● Assignment
Report the count of lines containing the word "helmet" in these records, with no other text.

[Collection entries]
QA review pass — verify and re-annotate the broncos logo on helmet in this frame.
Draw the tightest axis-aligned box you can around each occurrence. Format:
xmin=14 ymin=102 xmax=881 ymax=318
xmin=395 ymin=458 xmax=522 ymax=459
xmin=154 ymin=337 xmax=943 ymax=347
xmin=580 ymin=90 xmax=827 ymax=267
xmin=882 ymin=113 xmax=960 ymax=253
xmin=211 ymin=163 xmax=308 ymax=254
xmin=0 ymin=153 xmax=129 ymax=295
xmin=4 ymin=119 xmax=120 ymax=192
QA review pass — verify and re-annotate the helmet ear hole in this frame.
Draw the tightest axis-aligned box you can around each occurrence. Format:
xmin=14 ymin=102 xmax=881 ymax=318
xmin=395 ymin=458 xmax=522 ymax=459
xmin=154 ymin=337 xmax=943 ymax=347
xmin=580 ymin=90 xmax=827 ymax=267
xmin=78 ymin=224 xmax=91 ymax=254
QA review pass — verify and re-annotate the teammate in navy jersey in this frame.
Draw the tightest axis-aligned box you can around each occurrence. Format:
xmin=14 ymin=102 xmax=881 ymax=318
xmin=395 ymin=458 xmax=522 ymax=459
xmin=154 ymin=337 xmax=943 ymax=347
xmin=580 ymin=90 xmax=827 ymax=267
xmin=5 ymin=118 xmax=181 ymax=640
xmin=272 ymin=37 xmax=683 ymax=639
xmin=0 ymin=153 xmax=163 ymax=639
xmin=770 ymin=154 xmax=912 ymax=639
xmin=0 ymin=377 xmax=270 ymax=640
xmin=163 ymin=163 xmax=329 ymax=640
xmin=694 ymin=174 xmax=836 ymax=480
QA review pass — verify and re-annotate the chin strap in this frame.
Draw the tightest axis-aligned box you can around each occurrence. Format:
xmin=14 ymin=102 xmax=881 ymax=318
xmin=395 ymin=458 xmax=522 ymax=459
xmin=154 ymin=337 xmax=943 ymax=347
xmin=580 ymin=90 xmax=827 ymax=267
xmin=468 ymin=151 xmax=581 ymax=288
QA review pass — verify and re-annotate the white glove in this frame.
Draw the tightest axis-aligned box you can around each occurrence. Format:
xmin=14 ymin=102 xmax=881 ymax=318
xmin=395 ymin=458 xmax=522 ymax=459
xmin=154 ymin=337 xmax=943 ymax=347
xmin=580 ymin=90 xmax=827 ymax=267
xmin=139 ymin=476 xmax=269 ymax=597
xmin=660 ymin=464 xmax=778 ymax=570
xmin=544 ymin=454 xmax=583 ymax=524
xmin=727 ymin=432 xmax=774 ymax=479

● Exercise result
2